**Task to carry out**. Rewrite everything from the start of the records down to the line containing "358], [641, 364]]]", replacing "forested hillside" with "wooded slope" and leaving all else unchanged.

Region labeling entries
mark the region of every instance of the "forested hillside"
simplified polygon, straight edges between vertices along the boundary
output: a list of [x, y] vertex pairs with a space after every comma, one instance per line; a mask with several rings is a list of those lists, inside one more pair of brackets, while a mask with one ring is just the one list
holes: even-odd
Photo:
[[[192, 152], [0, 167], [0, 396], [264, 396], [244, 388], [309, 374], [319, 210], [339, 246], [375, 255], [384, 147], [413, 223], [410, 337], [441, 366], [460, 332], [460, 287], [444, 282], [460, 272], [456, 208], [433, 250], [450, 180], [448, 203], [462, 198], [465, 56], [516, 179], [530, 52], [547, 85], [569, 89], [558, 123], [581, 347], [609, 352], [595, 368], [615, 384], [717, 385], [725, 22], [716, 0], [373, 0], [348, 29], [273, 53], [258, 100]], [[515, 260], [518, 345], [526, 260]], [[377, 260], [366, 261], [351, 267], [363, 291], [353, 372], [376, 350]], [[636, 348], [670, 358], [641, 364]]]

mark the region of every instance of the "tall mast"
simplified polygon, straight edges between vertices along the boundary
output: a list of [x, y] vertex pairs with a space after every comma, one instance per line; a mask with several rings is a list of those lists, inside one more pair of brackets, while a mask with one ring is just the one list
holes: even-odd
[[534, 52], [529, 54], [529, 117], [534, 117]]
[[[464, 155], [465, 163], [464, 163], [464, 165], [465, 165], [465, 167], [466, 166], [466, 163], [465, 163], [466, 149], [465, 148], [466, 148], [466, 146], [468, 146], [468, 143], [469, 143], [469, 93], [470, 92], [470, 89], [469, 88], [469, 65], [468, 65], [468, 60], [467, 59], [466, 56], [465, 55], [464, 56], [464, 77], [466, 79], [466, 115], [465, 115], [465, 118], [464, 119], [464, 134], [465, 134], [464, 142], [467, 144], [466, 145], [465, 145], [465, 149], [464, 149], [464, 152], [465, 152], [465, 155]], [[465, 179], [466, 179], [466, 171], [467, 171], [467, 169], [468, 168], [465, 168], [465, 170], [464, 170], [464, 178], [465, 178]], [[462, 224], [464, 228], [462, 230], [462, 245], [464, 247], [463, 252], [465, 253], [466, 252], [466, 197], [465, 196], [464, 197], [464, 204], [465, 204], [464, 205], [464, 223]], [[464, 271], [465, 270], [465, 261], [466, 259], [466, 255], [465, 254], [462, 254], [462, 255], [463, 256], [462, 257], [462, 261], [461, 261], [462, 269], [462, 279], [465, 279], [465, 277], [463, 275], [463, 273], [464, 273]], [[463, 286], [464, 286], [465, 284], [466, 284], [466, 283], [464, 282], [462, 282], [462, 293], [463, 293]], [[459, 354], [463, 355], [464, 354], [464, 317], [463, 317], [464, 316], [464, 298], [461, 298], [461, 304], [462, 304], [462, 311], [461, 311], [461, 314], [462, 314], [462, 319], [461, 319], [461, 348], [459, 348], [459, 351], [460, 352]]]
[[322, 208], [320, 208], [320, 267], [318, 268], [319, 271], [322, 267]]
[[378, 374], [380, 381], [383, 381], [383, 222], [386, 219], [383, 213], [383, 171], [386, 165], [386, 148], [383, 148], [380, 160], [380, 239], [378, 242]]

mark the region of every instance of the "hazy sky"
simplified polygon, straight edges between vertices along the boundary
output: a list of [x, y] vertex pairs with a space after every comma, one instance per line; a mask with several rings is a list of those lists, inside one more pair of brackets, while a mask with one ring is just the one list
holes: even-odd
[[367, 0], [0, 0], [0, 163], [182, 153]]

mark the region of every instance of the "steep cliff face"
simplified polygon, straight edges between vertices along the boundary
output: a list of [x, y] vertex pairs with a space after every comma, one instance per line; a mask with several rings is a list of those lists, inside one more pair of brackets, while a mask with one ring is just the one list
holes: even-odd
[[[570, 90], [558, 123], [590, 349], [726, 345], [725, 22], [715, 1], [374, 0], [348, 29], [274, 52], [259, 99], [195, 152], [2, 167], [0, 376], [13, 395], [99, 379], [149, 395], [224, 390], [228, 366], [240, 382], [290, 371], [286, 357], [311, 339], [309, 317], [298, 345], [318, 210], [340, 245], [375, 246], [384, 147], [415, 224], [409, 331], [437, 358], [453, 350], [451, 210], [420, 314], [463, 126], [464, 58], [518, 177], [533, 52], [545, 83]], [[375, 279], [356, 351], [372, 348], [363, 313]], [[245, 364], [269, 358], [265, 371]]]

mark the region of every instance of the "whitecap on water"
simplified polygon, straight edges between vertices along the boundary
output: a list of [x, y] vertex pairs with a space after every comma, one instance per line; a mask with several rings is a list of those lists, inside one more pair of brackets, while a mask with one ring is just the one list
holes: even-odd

**Result**.
mark the region of every instance of the "wooded slope"
simplified polygon, straight edges between vertices along the boundary
output: a list of [x, y] vertex pairs with a space after every comma, one instance per line; a mask with several rings is a list of those lists, inside one more pair of brackets, while a mask with one ring is just the one list
holes: even-odd
Photo:
[[[192, 152], [0, 167], [0, 396], [264, 396], [244, 388], [309, 374], [319, 210], [339, 246], [375, 255], [384, 147], [413, 223], [410, 337], [441, 366], [460, 332], [460, 287], [444, 282], [460, 272], [456, 208], [433, 250], [450, 180], [448, 203], [462, 198], [465, 56], [516, 179], [530, 52], [547, 85], [569, 89], [558, 123], [581, 347], [609, 352], [595, 368], [615, 384], [717, 385], [725, 22], [716, 0], [373, 0], [348, 29], [273, 53], [258, 100]], [[515, 260], [518, 345], [526, 260]], [[377, 260], [366, 261], [351, 267], [363, 291], [353, 372], [376, 350]], [[636, 348], [670, 358], [641, 364]]]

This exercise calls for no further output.